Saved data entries
************

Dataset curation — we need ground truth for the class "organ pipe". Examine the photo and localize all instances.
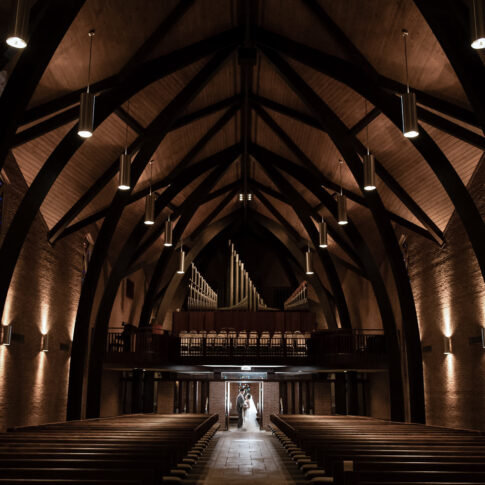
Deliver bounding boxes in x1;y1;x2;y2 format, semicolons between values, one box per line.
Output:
187;263;218;310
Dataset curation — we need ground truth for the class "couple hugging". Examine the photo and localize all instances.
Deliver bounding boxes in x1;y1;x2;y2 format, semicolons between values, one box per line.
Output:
236;387;258;431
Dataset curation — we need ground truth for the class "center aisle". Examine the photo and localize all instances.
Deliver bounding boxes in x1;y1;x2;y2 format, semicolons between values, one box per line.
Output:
195;430;301;484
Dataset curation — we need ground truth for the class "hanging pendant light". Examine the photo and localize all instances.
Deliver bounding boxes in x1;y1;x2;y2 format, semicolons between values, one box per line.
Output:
118;100;131;190
337;159;348;225
319;219;328;248
400;29;419;138
305;243;314;275
177;243;185;274
164;217;173;247
144;161;155;225
471;0;485;49
363;99;376;191
78;30;96;138
6;0;29;49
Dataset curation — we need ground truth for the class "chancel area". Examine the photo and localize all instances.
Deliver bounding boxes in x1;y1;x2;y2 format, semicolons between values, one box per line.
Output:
1;0;485;483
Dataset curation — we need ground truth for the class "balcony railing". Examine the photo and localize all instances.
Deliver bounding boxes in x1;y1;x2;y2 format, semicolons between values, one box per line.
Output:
105;328;387;368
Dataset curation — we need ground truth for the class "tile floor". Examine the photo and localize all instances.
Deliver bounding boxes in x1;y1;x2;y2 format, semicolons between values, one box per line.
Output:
197;429;299;484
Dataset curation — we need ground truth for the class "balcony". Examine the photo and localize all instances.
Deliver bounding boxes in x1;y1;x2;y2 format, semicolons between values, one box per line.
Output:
105;328;387;370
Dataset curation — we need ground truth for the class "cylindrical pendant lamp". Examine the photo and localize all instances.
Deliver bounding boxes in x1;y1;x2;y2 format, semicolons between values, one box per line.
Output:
164;218;173;247
319;220;328;248
177;247;185;274
401;91;418;138
400;29;419;138
144;192;155;225
6;0;28;48
471;0;485;49
337;194;348;225
363;153;376;191
78;31;96;138
78;92;95;138
305;247;314;275
118;152;131;190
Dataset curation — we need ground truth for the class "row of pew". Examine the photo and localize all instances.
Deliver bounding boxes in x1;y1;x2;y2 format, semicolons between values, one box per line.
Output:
271;414;485;484
0;413;218;484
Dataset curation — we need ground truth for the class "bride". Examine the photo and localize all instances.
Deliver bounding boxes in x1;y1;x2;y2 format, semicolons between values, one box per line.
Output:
243;393;259;431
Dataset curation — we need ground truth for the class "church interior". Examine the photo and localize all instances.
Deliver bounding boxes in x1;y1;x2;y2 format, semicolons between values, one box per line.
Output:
1;0;485;483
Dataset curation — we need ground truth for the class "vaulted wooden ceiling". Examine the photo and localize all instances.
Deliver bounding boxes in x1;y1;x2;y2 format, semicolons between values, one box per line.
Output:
1;0;485;321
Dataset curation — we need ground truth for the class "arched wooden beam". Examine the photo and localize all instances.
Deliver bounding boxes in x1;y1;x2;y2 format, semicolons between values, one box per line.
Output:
260;46;424;423
250;179;366;280
0;31;241;329
50;104;240;243
139;163;232;328
251;97;443;245
256;30;485;287
249;146;364;270
0;0;85;171
85;164;236;418
413;0;485;135
300;0;478;128
67;49;235;420
254;154;352;329
256;145;406;420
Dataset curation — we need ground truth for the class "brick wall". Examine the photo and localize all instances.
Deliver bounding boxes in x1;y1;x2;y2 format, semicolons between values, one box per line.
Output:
405;156;485;431
0;153;84;431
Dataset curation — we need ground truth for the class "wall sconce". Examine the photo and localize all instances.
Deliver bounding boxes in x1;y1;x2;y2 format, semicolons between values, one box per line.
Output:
1;325;12;346
443;336;452;355
481;327;485;349
41;333;49;352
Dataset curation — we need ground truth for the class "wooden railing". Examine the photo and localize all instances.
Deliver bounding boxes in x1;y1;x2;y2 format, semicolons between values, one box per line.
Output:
105;328;387;368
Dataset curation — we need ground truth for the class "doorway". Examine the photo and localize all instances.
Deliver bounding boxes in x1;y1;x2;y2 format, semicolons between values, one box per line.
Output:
225;381;264;431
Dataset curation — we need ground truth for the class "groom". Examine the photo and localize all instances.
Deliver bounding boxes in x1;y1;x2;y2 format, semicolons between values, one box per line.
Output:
236;388;245;429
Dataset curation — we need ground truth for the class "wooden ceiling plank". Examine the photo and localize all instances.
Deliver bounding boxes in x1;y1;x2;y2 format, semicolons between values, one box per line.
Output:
0;0;86;173
413;0;485;135
48;104;239;244
349;107;381;135
256;27;478;128
253;103;437;243
20;0;196;127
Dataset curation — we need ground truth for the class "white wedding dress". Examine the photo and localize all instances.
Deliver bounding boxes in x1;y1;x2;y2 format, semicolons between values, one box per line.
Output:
243;397;259;431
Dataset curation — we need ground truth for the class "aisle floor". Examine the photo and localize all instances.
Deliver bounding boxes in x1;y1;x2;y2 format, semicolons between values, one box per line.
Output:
196;429;299;484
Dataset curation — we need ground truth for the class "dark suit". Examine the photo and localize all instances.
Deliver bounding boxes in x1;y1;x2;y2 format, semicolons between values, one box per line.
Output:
236;393;245;428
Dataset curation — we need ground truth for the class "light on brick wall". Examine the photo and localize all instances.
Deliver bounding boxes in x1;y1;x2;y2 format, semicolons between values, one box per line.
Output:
1;325;12;346
443;336;452;355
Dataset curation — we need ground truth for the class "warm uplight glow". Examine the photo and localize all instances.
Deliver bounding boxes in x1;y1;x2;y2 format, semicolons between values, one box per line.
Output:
6;36;26;48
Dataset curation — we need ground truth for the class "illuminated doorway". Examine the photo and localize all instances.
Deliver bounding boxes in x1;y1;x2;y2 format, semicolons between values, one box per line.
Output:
225;381;264;431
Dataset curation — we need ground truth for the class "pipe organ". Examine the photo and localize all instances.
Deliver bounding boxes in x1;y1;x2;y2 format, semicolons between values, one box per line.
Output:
187;263;218;310
226;241;268;311
284;281;309;310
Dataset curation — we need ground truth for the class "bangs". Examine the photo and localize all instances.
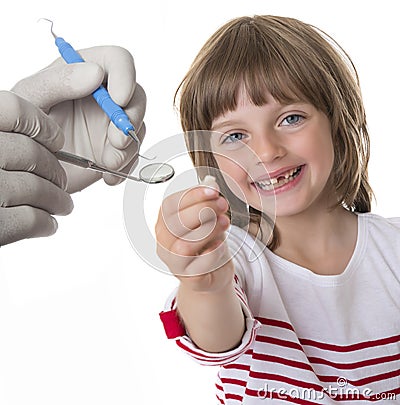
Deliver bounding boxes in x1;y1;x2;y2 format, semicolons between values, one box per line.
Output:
177;15;351;131
201;21;306;120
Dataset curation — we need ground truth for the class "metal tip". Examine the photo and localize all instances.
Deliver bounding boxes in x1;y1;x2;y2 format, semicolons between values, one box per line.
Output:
38;18;57;38
127;130;156;160
128;130;140;143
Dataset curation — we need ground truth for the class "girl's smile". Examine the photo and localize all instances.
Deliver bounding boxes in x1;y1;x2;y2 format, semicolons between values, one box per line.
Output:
252;164;305;195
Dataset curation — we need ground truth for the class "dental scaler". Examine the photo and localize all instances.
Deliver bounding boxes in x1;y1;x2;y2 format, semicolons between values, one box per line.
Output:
41;18;139;143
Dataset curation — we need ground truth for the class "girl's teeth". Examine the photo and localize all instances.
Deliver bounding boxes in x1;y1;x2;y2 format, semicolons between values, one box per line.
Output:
256;166;301;191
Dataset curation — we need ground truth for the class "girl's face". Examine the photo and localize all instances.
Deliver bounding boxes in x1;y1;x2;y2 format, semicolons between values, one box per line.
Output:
209;90;335;218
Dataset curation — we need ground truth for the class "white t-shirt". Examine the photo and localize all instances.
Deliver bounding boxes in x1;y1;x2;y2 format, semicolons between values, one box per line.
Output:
161;213;400;404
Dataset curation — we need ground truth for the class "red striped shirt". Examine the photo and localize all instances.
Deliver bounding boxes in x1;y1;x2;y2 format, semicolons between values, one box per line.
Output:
162;214;400;403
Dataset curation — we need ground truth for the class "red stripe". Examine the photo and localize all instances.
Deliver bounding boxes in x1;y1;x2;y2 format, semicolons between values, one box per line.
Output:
225;393;243;401
234;289;248;308
252;352;314;372
216;394;225;404
256;317;296;332
300;334;400;352
175;340;227;363
309;352;400;370
223;363;251;371
176;337;255;364
221;377;247;387
256;335;304;351
318;368;400;387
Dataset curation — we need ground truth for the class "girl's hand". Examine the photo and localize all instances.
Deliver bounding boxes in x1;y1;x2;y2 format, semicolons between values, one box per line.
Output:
155;176;233;292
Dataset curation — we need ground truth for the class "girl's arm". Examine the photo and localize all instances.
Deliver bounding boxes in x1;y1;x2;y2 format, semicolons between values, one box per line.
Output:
155;177;245;352
176;261;245;353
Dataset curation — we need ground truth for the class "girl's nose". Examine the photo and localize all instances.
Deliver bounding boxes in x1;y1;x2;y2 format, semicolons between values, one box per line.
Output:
251;132;286;164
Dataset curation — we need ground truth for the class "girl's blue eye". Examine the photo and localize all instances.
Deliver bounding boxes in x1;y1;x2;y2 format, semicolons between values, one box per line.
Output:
222;132;246;144
281;114;304;126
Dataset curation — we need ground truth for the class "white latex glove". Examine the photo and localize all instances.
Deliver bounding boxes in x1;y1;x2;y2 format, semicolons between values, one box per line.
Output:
0;91;73;246
12;46;146;193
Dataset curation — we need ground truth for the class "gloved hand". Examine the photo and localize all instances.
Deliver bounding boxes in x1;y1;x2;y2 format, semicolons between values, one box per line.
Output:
0;91;73;246
12;45;146;193
0;45;146;246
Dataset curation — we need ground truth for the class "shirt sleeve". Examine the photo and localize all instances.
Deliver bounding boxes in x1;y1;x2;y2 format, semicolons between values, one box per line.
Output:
159;259;261;366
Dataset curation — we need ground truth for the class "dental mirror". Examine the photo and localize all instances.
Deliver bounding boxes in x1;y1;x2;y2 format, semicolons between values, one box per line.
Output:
55;150;175;184
138;162;175;184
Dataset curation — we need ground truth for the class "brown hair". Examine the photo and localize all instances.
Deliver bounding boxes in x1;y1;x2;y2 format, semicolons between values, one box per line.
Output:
176;15;373;249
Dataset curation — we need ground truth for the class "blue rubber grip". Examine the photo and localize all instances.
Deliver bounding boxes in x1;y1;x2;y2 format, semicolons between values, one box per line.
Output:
55;37;134;135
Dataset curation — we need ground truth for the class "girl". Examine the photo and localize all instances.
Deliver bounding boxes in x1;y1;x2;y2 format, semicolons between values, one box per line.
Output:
156;15;399;404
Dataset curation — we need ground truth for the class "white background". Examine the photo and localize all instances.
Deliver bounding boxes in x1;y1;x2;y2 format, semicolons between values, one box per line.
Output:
0;0;399;404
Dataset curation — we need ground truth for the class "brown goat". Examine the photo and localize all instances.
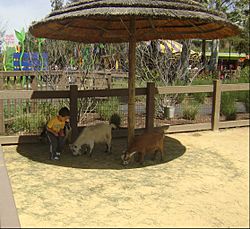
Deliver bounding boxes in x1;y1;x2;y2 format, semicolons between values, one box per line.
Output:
121;131;164;165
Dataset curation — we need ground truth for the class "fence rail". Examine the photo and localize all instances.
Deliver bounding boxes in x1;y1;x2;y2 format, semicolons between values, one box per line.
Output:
0;70;129;91
0;79;249;144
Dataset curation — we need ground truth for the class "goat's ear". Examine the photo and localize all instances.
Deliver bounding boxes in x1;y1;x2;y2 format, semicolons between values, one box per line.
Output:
69;144;76;149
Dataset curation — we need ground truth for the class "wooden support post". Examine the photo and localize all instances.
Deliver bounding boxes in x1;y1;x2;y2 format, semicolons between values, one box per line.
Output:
201;40;206;65
107;73;112;89
0;73;5;134
145;82;155;131
212;79;221;131
128;17;136;146
69;85;78;142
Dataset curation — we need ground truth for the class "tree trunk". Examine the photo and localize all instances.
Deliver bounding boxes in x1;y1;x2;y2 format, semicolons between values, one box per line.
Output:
208;39;220;74
176;39;191;84
201;39;206;65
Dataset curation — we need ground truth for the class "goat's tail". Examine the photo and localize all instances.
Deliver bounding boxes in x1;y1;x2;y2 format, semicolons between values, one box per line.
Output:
110;123;117;129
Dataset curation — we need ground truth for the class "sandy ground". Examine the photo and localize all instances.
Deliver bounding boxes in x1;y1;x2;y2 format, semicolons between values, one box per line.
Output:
3;127;249;228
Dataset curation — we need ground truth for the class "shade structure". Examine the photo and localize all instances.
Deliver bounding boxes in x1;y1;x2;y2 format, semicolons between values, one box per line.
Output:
30;0;241;42
29;0;241;145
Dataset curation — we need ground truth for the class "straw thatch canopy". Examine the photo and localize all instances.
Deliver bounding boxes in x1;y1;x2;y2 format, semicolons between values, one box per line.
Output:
30;0;241;43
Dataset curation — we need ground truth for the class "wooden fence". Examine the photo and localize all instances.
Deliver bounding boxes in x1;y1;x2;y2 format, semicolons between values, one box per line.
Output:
0;79;249;145
0;70;128;91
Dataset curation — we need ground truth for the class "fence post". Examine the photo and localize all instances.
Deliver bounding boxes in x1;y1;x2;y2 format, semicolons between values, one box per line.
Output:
211;79;222;131
145;82;155;131
106;73;112;89
0;73;5;134
70;85;78;142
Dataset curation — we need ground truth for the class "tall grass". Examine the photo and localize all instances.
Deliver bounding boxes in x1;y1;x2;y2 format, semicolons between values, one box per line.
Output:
221;92;237;120
182;100;200;120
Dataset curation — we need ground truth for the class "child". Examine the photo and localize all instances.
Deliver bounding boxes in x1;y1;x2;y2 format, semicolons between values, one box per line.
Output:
46;107;70;160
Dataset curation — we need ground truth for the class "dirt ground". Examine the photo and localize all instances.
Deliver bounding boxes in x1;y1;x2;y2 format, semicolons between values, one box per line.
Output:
3;127;249;228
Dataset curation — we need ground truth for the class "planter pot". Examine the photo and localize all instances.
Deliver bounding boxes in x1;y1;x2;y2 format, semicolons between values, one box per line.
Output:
164;105;175;119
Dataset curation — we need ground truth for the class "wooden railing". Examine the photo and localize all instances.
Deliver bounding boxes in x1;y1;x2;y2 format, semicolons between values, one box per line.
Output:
0;80;249;144
0;70;128;91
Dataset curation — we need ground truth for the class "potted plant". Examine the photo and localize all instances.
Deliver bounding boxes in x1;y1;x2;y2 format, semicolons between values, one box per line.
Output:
157;93;185;119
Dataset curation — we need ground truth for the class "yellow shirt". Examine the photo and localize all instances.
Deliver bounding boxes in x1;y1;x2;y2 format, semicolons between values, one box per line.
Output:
47;116;65;134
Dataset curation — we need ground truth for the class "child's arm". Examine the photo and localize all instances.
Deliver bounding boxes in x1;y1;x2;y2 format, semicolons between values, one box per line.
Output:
58;129;65;137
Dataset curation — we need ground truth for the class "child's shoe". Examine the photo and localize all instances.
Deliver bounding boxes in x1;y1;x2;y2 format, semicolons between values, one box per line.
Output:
50;153;60;160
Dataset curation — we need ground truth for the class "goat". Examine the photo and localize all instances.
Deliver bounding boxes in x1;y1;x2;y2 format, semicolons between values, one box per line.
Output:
121;131;164;165
69;123;116;156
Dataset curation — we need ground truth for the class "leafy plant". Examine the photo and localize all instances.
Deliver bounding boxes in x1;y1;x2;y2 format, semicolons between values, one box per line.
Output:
221;92;237;120
15;28;26;71
244;93;249;113
191;78;213;104
2;46;15;71
96;97;120;121
192;93;207;104
37;38;45;70
238;66;249;83
182;100;200;120
7;113;46;134
38;101;61;121
235;90;249;112
175;93;186;104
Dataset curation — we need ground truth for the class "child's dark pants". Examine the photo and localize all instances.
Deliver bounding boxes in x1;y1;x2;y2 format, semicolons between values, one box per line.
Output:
46;131;65;159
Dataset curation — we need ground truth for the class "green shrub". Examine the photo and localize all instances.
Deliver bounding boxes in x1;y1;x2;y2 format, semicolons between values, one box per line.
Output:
236;91;249;112
235;67;249;112
245;94;249;113
182;100;200;120
191;78;213;104
175;93;186;104
238;66;249;83
192;78;213;85
8;113;46;134
38;102;60;120
221;92;237;120
96;97;120;121
192;93;207;104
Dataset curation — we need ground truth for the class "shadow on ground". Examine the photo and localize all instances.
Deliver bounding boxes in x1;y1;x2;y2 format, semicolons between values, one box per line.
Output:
16;136;186;170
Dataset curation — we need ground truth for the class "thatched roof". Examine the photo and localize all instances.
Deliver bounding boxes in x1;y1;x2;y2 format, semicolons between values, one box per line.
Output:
29;0;241;43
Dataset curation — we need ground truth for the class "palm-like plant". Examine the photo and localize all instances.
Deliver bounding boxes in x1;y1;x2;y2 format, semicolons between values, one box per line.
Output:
15;28;26;71
37;38;45;70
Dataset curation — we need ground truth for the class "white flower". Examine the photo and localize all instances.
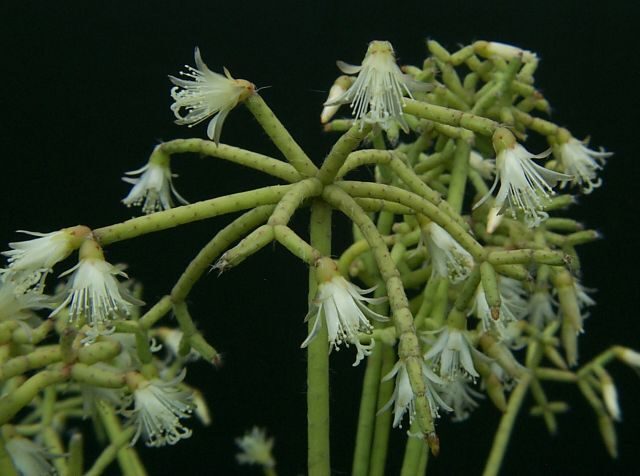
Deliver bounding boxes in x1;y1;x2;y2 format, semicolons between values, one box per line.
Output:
235;427;275;468
438;377;483;422
0;280;52;322
474;279;528;340
320;75;351;124
423;327;483;380
469;150;496;180
130;370;194;447
156;327;200;362
122;160;188;214
50;257;142;336
527;290;557;329
557;138;612;194
169;47;255;144
1;228;88;288
424;222;474;284
475;142;570;228
380;359;451;428
301;274;387;366
5;436;54;476
325;40;427;131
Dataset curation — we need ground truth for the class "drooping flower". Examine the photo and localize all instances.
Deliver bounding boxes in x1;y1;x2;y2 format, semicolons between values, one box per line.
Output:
122;153;188;214
324;40;428;131
235;427;276;469
1;227;90;289
423;222;474;284
380;359;451;428
475;128;570;229
473;278;528;341
0;280;53;322
438;377;484;422
169;47;255;144
50;240;142;339
423;327;484;380
527;290;557;329
5;436;54;476
557;137;612;194
301;258;387;366
129;370;194;447
469;150;496;180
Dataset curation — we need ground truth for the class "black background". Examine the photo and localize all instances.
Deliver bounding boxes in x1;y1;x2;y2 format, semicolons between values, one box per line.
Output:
2;1;639;475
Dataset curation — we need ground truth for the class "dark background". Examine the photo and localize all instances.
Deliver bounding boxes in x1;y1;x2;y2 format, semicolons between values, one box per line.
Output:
2;1;639;475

************

Problem to work on: Looking at the entries, work out how many lines include the word "doorway" and give the number by itself.

Output of the task: 2